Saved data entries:
========================

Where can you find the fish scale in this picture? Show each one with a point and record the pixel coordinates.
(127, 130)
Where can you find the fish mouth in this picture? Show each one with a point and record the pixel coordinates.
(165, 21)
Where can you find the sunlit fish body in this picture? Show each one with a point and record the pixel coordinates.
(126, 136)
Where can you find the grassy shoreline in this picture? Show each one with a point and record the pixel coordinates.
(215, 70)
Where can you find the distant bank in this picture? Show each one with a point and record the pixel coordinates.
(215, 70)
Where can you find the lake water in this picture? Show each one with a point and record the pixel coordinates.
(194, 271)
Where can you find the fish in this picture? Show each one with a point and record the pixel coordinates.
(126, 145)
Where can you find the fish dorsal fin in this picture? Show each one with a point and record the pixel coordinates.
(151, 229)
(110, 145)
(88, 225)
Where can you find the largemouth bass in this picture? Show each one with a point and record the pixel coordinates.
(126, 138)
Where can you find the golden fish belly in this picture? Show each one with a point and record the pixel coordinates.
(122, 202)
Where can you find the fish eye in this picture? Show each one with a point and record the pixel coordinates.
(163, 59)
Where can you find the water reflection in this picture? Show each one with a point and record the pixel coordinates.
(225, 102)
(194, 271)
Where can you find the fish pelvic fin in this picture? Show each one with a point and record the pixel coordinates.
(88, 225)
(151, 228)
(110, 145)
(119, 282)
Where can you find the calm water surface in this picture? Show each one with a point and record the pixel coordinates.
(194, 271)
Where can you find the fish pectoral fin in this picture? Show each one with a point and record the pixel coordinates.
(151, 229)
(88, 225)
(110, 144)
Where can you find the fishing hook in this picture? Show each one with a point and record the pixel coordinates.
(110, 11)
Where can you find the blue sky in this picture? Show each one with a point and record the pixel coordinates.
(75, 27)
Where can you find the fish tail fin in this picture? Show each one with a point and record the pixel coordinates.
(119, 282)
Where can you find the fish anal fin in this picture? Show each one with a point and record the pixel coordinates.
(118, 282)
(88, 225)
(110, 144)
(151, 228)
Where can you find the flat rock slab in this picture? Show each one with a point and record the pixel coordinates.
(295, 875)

========================

TASK BRIEF - Extract every line above exactly as it stands.

TASK RESULT -
Where can you find the fish scale in this picture? Show each one with a point and record the pixel coordinates.
(127, 130)
Where can you find the fish mouth in this picture? Show each one with a point and record the pixel coordinates.
(165, 21)
Where can you find the sunlit fish body in this picture? Show each one with a point and record the pixel coordinates.
(126, 136)
Where can you find the grassy shoreline in this picture? Show each one with a point and record the pixel coordinates.
(215, 70)
Where can you find the distant bank in this picture? Show each one with a point and record the pixel coordinates.
(215, 70)
Where can you find the lake water in this picture? Show each one with a point and record the pixel coordinates.
(194, 271)
Where can you find the fish in this picture? Show each one with a point and record the pixel coordinates.
(126, 145)
Where can you find the fish dorsal fin in this picture? Show each one with a point and record the pixel coordinates.
(151, 229)
(110, 145)
(88, 225)
Where can you find the largemouth bass in this picture? Show each one with a point and record the pixel coordinates.
(126, 138)
Where can you find the golden fish belly in this picture? Show each one with a point and record the pixel coordinates.
(122, 202)
Where can you find the fish eye in this picture? Show each one with a point and record the pixel coordinates.
(163, 59)
Where can you find the water reflection in this picture? Show each one with a point and record the pixel coordinates.
(225, 102)
(194, 271)
Where can you find the fish pelvic fin in this picture? Show each one with a point and record the pixel coordinates.
(88, 225)
(151, 228)
(110, 145)
(119, 282)
Where can you find the calm water surface in this picture? Show each one with a point and record the pixel coordinates.
(194, 271)
Where can you find the fish pectoral fin in this picture? Show each one with a point and record the pixel coordinates.
(151, 229)
(88, 225)
(110, 144)
Where can you find the fishing hook in this picture? Show each one with a point and record the pixel coordinates.
(110, 11)
Where can you find the blue sky in this picture? Show each one with a point and record the pixel coordinates.
(75, 27)
Where can you find the fish tail fin in this picture? Show each one with a point and record the pixel coordinates.
(119, 282)
Where can you find the fish anal fin in this picture? Show each one with a point and record the pixel coordinates.
(118, 282)
(88, 225)
(110, 144)
(151, 228)
Where can you find the flat rock slab in this picture? Show each one with a point and record the pixel coordinates.
(295, 875)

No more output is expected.